*TASK*.
Which lines of the entries contain the word "shadow"? Please list them.

*PROVIDED RECORDS*.
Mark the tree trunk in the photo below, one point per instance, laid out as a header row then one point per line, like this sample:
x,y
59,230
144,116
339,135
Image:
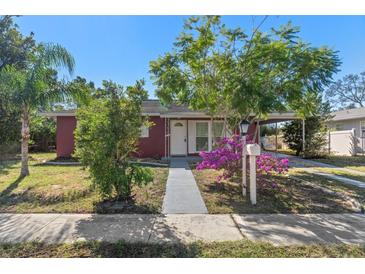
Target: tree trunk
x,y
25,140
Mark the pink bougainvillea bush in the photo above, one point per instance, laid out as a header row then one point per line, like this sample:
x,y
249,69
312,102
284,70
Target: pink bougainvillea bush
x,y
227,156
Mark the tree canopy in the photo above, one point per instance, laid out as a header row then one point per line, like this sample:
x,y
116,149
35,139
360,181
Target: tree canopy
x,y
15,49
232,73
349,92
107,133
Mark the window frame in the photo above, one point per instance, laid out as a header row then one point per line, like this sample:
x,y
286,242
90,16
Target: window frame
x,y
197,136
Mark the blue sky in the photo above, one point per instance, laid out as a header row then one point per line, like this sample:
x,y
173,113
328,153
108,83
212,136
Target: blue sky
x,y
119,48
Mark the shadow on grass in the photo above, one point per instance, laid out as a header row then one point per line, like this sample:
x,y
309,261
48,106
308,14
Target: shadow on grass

--

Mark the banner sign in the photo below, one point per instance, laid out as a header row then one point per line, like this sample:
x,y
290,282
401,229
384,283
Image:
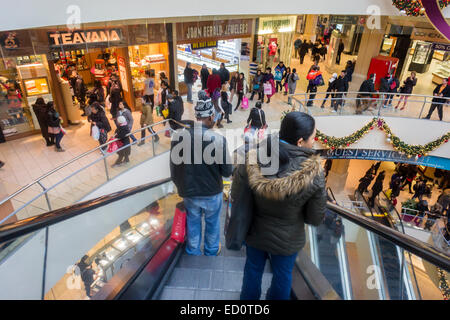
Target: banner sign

--

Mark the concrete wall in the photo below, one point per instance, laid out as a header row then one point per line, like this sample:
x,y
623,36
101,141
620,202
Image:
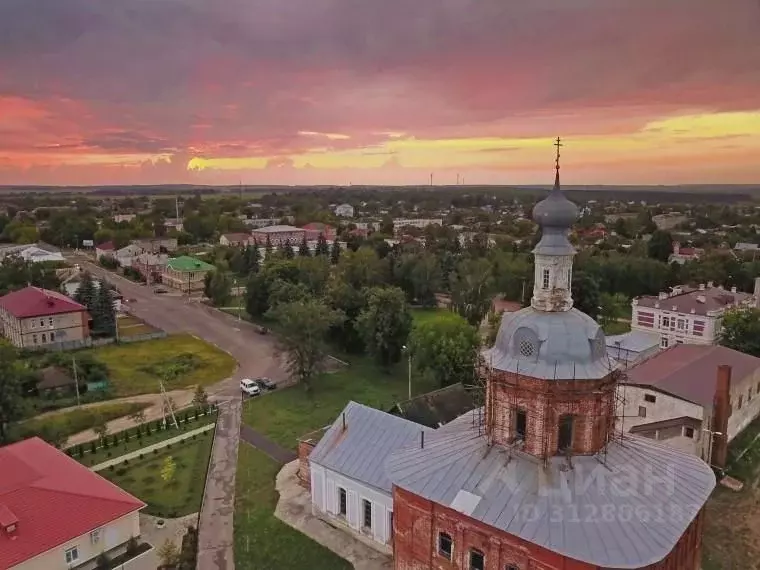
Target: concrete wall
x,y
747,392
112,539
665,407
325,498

*WRITTEN RESPONSE*.
Mark the shadow on grass in the photo above, one point per instance, laid out as a header row then one point per line, like this sample:
Target: shadow on grass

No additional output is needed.